#### Document segment

Ageing-Related Changes in Ultrastructural Bone Matrix Composition and Osteocyte Mechanosensitivity.

PURPOSE OF REVIEW

Bone matrix is a multiscale composite material mainly composed of collagen, crystalline apatite mineral, water, and a small amount of non-collagenous proteins. Nested within bone matrix, mechanosensitive osteocytes orchestrate bone adaptation to mechanical loading, which is affected by the ultrastructural composition and mechanical properties of the osteocyte-surrounding bone matrix. In this review, we shed light on the impact of ageing-related modifications in ultrastructural composition of bone matrix on the mechanosensitivity of osteocytes.

########

(Tasks)
a) For each statement about the bone matrix review, answer yes or no, and quote the exact words from the review that decide it. (i) Bone matrix contains a large amount of non-collagenous proteins. (ii) Osteocytes sit within bone matrix. (iii) The review examines how ageing-related changes in the ultrastructural composition of bone matrix affect the mechanosensitivity of osteocytes.
b) Reproduce the bone matrix review from "Bone matrix is" up to and including "mechanosensitivity of osteocytes.".
The rows that come next are taken from a separate source.

#### Data for review

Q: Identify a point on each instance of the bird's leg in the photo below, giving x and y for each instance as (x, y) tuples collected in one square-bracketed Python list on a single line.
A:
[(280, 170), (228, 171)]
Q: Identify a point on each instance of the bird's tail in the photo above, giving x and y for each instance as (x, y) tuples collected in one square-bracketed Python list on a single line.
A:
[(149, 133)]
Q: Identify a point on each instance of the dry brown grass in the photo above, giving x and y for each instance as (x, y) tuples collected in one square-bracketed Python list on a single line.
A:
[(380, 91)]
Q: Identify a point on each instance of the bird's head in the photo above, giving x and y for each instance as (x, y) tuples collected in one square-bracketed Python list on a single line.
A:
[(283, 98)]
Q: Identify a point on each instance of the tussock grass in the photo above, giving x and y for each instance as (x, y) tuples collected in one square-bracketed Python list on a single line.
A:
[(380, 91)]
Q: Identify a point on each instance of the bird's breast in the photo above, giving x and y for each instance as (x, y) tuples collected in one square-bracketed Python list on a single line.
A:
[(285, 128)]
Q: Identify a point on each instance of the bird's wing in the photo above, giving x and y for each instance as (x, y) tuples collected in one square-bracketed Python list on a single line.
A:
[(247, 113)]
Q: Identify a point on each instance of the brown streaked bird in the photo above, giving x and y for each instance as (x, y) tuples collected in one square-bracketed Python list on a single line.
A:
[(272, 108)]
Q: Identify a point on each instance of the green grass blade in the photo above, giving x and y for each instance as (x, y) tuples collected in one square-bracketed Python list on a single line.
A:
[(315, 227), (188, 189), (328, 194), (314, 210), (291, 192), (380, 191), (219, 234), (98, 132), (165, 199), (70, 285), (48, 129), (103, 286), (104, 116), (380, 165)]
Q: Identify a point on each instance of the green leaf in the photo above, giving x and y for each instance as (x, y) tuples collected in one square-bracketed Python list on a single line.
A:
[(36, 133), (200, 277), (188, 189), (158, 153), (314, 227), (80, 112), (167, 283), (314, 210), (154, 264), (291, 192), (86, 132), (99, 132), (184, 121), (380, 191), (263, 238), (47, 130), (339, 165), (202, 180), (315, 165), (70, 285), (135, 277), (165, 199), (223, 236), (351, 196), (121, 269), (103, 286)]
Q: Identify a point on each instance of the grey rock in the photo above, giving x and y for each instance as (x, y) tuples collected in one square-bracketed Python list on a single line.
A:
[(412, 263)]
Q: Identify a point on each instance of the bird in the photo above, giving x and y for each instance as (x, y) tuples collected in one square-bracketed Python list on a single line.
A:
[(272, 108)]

########
#### Data for review

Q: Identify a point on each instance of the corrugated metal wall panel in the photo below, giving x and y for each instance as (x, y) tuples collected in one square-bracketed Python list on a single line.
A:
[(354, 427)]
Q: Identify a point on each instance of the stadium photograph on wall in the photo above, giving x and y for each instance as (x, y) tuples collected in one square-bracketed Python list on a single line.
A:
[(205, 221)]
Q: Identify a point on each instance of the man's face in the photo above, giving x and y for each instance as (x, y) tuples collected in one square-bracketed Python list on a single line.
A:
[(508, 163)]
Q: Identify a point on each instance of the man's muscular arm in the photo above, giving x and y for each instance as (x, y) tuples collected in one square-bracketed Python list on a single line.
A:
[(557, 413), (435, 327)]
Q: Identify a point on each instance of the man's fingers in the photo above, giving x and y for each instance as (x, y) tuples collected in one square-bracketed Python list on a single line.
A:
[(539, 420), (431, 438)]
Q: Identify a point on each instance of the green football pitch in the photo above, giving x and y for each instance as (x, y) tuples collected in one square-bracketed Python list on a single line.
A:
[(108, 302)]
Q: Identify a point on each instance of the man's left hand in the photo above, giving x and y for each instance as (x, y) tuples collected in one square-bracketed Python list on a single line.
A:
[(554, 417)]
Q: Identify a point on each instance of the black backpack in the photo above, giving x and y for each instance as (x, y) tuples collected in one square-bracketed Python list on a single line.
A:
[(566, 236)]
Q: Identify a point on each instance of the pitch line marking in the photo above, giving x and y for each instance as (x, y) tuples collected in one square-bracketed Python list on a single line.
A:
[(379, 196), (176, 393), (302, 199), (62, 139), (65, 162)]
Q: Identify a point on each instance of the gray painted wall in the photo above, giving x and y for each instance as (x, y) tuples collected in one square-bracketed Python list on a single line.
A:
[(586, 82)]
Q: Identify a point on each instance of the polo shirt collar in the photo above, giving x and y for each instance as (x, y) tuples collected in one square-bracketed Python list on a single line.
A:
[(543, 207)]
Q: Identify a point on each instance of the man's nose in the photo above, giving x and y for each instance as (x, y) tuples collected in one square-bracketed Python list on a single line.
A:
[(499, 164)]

########

(Task solutions)
a)
(i) No: "a small amount of non-collagenous proteins"
(ii) Yes: "Nested within bone matrix, mechanosensitive osteocytes orchestrate bone adaptation to mechanical loading"
(iii) Yes: "we shed light on the impact of ageing-related modifications in ultrastructural composition of bone matrix on the mechanosensitivity of osteocytes"

b)
Bone matrix is a multiscale composite material mainly composed of collagen, crystalline apatite mineral, water, and a small amount of non-collagenous proteins. Nested within bone matrix, mechanosensitive osteocytes orchestrate bone adaptation to mechanical loading, which is affected by the ultrastructural composition and mechanical properties of the osteocyte-surrounding bone matrix. In this review, we shed light on the impact of ageing-related modifications in ultrastructural composition of bone matrix on the mechanosensitivity of osteocytes.